WHAT IS NEEDED :: Write the records out again exactly, but without pictures.

___ DATA TO EXAMINE

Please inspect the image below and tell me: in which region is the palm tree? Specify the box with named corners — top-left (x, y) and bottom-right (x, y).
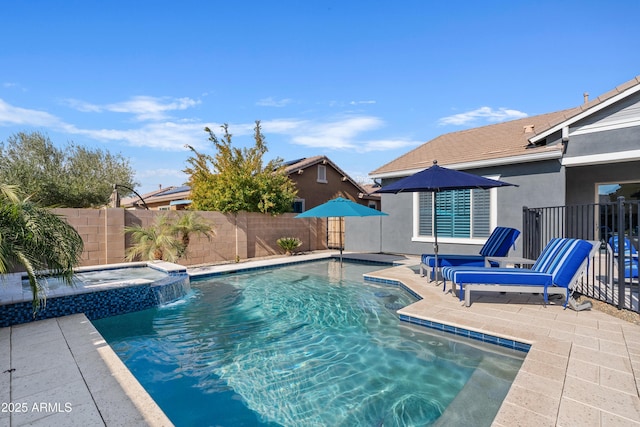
top-left (124, 214), bottom-right (182, 262)
top-left (0, 184), bottom-right (84, 312)
top-left (125, 212), bottom-right (215, 262)
top-left (172, 211), bottom-right (215, 258)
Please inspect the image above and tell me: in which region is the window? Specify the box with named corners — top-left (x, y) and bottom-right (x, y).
top-left (317, 165), bottom-right (327, 183)
top-left (293, 199), bottom-right (305, 213)
top-left (598, 182), bottom-right (640, 202)
top-left (417, 188), bottom-right (491, 240)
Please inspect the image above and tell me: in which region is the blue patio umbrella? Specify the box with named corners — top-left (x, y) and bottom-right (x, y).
top-left (296, 197), bottom-right (388, 264)
top-left (375, 160), bottom-right (517, 278)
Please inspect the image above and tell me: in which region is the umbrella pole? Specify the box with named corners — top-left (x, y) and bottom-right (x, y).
top-left (340, 217), bottom-right (343, 266)
top-left (434, 192), bottom-right (440, 286)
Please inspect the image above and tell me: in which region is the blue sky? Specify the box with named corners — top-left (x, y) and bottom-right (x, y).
top-left (1, 1), bottom-right (639, 195)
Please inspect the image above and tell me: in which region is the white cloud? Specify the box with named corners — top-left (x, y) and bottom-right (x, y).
top-left (256, 97), bottom-right (293, 107)
top-left (438, 107), bottom-right (528, 126)
top-left (64, 96), bottom-right (201, 121)
top-left (258, 116), bottom-right (420, 153)
top-left (0, 97), bottom-right (417, 155)
top-left (61, 99), bottom-right (103, 112)
top-left (0, 99), bottom-right (63, 127)
top-left (73, 121), bottom-right (210, 151)
top-left (0, 98), bottom-right (213, 151)
top-left (349, 100), bottom-right (376, 105)
top-left (289, 116), bottom-right (383, 150)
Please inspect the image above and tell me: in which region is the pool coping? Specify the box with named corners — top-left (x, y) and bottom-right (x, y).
top-left (0, 313), bottom-right (173, 426)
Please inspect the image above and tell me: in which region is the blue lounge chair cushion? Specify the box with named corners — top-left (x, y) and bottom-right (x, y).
top-left (421, 227), bottom-right (520, 279)
top-left (608, 236), bottom-right (639, 279)
top-left (446, 238), bottom-right (596, 306)
top-left (442, 237), bottom-right (566, 282)
top-left (422, 227), bottom-right (520, 267)
top-left (420, 254), bottom-right (487, 268)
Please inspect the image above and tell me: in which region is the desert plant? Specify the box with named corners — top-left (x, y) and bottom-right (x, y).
top-left (125, 212), bottom-right (215, 262)
top-left (172, 211), bottom-right (215, 258)
top-left (277, 237), bottom-right (302, 255)
top-left (0, 184), bottom-right (84, 313)
top-left (124, 214), bottom-right (182, 262)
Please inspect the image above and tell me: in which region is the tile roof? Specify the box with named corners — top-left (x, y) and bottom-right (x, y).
top-left (284, 156), bottom-right (325, 173)
top-left (371, 75), bottom-right (640, 176)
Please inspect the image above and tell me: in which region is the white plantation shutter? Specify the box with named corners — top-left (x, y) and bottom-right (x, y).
top-left (472, 189), bottom-right (491, 238)
top-left (418, 189), bottom-right (491, 239)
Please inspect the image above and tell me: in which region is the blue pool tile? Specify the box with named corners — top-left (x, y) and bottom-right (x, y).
top-left (398, 315), bottom-right (529, 354)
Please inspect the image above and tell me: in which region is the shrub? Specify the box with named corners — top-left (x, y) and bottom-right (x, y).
top-left (277, 237), bottom-right (302, 255)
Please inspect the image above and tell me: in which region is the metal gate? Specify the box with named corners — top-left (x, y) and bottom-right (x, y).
top-left (327, 217), bottom-right (344, 250)
top-left (522, 196), bottom-right (639, 312)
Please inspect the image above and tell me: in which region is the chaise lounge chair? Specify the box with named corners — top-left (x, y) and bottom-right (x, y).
top-left (608, 236), bottom-right (639, 279)
top-left (442, 238), bottom-right (599, 307)
top-left (420, 226), bottom-right (520, 281)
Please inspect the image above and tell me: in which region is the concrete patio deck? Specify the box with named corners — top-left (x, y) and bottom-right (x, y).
top-left (0, 315), bottom-right (172, 426)
top-left (1, 251), bottom-right (639, 426)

______

COMPLETED EXERCISE ::
Please inspect the image below and tell me: in which region is the palm tree? Specify the box with named corners — top-left (x, y) and bottom-right (x, y).
top-left (124, 214), bottom-right (182, 262)
top-left (0, 184), bottom-right (84, 312)
top-left (125, 212), bottom-right (215, 262)
top-left (172, 211), bottom-right (215, 258)
Please inspect the image above and tell me: in which region is the window? Specify the box with named corners — top-left (x, y) and bottom-right (x, y).
top-left (317, 165), bottom-right (327, 183)
top-left (293, 199), bottom-right (305, 213)
top-left (598, 182), bottom-right (640, 202)
top-left (417, 188), bottom-right (491, 240)
Please inspect the image above and tell me: in which region is the blue patio umbrella? Specify the box with named corners — top-left (x, y) and bottom-right (x, y).
top-left (296, 197), bottom-right (388, 264)
top-left (375, 160), bottom-right (517, 278)
Please inspect the image above and tell me: in which region is the umbrella pole? Specify the box with named corners — top-left (x, y) and bottom-right (x, y).
top-left (340, 217), bottom-right (343, 266)
top-left (434, 192), bottom-right (440, 286)
Please inspect the image above and tell me: in which region is the blue sky? Specify the box with named corners — top-left (x, y) and bottom-right (x, y).
top-left (1, 1), bottom-right (639, 195)
Please inspect the image above and tell me: in which region is the white cloud? Specify the box with named corners — top-left (x, y) and bottom-right (x, y).
top-left (256, 97), bottom-right (293, 107)
top-left (438, 107), bottom-right (528, 126)
top-left (64, 96), bottom-right (201, 121)
top-left (258, 116), bottom-right (420, 153)
top-left (0, 97), bottom-right (417, 155)
top-left (61, 99), bottom-right (103, 112)
top-left (0, 99), bottom-right (63, 127)
top-left (73, 121), bottom-right (210, 151)
top-left (0, 98), bottom-right (213, 151)
top-left (349, 100), bottom-right (376, 105)
top-left (289, 116), bottom-right (383, 150)
Please inspect the image above and tell me: in which region is the pool coping? Specify the box with named corners — top-left (x, y) and bottom-right (x, y).
top-left (0, 313), bottom-right (173, 426)
Please inspect the image above and tell me: in which region is the blue lounge chair cushion? Specify the box with named corners — top-left (x, y) and bottom-right (x, y).
top-left (421, 227), bottom-right (520, 279)
top-left (608, 236), bottom-right (639, 279)
top-left (446, 238), bottom-right (596, 306)
top-left (442, 237), bottom-right (566, 282)
top-left (422, 227), bottom-right (520, 267)
top-left (420, 254), bottom-right (487, 268)
Please inspect the image above and tell me: in which region is the desert plant? Specify the box with named corners — top-left (x, y) and bottom-right (x, y).
top-left (125, 212), bottom-right (215, 262)
top-left (172, 211), bottom-right (215, 258)
top-left (277, 237), bottom-right (302, 255)
top-left (0, 184), bottom-right (84, 313)
top-left (124, 214), bottom-right (182, 262)
Please inspect the image above and tell me: in which region is the tile roof? Specify the box with named corners — top-left (x, y) and bottom-right (x, y).
top-left (284, 156), bottom-right (325, 173)
top-left (371, 75), bottom-right (640, 176)
Please inspect the image above and tell me: in which region is the white plantation shutter? Specify the box with named corners — top-left (x, y) and bottom-right (x, y).
top-left (472, 189), bottom-right (491, 238)
top-left (418, 189), bottom-right (491, 239)
Please inspect the image above and tell me: in which region is the blue pool tile? Specify the box with named corners — top-left (x, y) and bottom-right (x, y).
top-left (398, 315), bottom-right (529, 354)
Please inspect the image above and tell me: in which region is the shrub? Specify the box with named corners — top-left (x, y) and bottom-right (x, y).
top-left (277, 237), bottom-right (302, 255)
Please inspect the image above and tell me: in which region is the metal gate? Specify the box with named corners — top-left (x, y) and bottom-right (x, y).
top-left (327, 217), bottom-right (344, 250)
top-left (522, 196), bottom-right (639, 312)
Please inspect the image above and tell me: in which region is the chaise lounge chair? Specify the box with named corners — top-left (x, y) and bottom-right (x, y).
top-left (608, 236), bottom-right (639, 279)
top-left (442, 238), bottom-right (599, 307)
top-left (420, 226), bottom-right (520, 281)
Please inspect the image above and tell me: in which region is the concrete patio deck? Specify the box with named corners — top-left (x, y) and bottom-right (x, y).
top-left (0, 315), bottom-right (172, 426)
top-left (1, 251), bottom-right (639, 426)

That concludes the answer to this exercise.